[Entries on locating named things]
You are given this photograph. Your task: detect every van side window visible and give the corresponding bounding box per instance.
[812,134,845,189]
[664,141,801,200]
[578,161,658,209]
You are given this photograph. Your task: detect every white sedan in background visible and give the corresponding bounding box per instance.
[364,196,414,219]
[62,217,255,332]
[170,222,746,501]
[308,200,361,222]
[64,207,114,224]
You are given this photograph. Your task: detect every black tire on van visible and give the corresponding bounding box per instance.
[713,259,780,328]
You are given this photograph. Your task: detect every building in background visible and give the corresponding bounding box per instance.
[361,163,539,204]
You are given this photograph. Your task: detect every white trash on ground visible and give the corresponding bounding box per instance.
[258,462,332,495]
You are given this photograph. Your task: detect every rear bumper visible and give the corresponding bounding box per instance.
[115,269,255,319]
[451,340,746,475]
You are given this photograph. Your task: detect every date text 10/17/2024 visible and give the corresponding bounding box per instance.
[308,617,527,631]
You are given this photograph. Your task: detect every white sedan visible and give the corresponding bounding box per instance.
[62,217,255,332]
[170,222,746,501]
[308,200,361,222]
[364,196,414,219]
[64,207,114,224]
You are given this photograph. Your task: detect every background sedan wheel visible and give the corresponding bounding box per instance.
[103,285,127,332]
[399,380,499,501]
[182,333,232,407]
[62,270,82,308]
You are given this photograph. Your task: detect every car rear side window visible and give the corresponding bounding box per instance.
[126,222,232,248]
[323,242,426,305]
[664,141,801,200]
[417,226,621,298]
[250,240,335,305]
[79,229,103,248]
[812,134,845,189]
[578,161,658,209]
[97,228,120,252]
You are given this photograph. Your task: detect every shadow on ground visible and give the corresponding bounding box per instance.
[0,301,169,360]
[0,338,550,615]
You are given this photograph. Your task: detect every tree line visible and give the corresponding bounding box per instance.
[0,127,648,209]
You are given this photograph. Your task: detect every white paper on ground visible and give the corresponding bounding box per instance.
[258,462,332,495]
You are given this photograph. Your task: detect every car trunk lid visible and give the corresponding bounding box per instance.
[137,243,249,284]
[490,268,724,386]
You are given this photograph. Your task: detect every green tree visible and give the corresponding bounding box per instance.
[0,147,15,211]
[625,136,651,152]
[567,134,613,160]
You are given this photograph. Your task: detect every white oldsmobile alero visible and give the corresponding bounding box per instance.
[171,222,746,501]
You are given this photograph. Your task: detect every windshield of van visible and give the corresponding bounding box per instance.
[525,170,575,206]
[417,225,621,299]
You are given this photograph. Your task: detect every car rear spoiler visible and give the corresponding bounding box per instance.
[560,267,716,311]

### Short task
Reproduce all of the items above, swapping each occurrence of "bounding box" for "bounding rectangle" and leaving everything else unchanged.

### In response
You are given this photograph. Your task: detect every van side window visible and give the corresponding bounding rectangle per instance.
[812,134,845,189]
[664,141,801,200]
[578,161,658,209]
You are given this photograph. Your task: detect every white sedan in background visible and give the corresponding bounding rectangle per instance.
[364,196,414,219]
[62,217,255,332]
[170,222,746,501]
[308,200,361,222]
[64,207,114,224]
You are given this photograph. Your task: detect every black tire on van visible and give the corresponding bounding rectangle per instance.
[713,259,780,328]
You are given this photograph. Your task: detect every building in background visible and give the corresponding bounding rectangle per instance.
[361,163,539,204]
You are given this photograph. Your task: detect every white trash on ground visible and give the corresponding bounding rectangle per instance.
[258,462,332,495]
You are given this photograph. Your task: detect every rear bumper visible and give the corresponding bounding rectangle per instance.
[115,269,255,319]
[451,340,746,475]
You are given this photograph. Your task: detect every date text 10/17/2024 visible and give the corresponding bounding rectangle per instance.
[308,617,527,631]
You are given this photograph. Your task: detect every white sedan visible and give the corresponding bounding rectangle per instance.
[62,217,255,332]
[170,222,746,501]
[308,200,361,222]
[364,196,414,219]
[64,207,114,224]
You are given this photograph. Your task: detect every background sedan wheel visible and give the corresponding bounding rectangle per instance.
[103,285,127,332]
[399,380,499,501]
[182,333,232,407]
[62,270,82,308]
You are given this photograph. Your task: detect every car rear side window visible and give the corresponding bounding rectangle per instance.
[126,222,232,248]
[323,242,426,305]
[664,141,801,200]
[417,226,621,298]
[250,240,335,305]
[79,229,103,248]
[812,134,845,189]
[578,161,658,209]
[97,228,120,252]
You are given this photograph. Your task: detect every shadow on ground visible and give the corresponding bounding rectangle per instance.
[0,301,169,360]
[0,338,550,615]
You are given this photograph. Your task: detect every tree line visible and give the corresponding bounding rectangle per instance.
[0,127,648,209]
You are given this photograph. Your task: detect every white paper on ground visible and give the corresponding bounding rectangle per instance.
[258,462,332,495]
You are given this photograph. Your task: detect every car trunk lid visible and give the corresponding bounding rectangle per instance.
[137,243,249,284]
[490,268,724,386]
You are given this photograph. Your task: detect every green tree visible and give the corresponding bounding rectangle per instance.
[0,147,15,211]
[625,136,651,152]
[567,134,613,160]
You are given this photograph. Your task: detect every white oldsmobile alero visible and give the corresponding bounding rectangle per instance.
[171,222,746,501]
You are given this photograph. Your task: detect every windshield of van visible and give the corresponding bounding rectangle per instance.
[525,170,575,206]
[417,225,621,299]
You are given this photograph. Your task: detect every car rear spoiler visible and give the corresponding bounding rectangle per instance.
[560,267,716,311]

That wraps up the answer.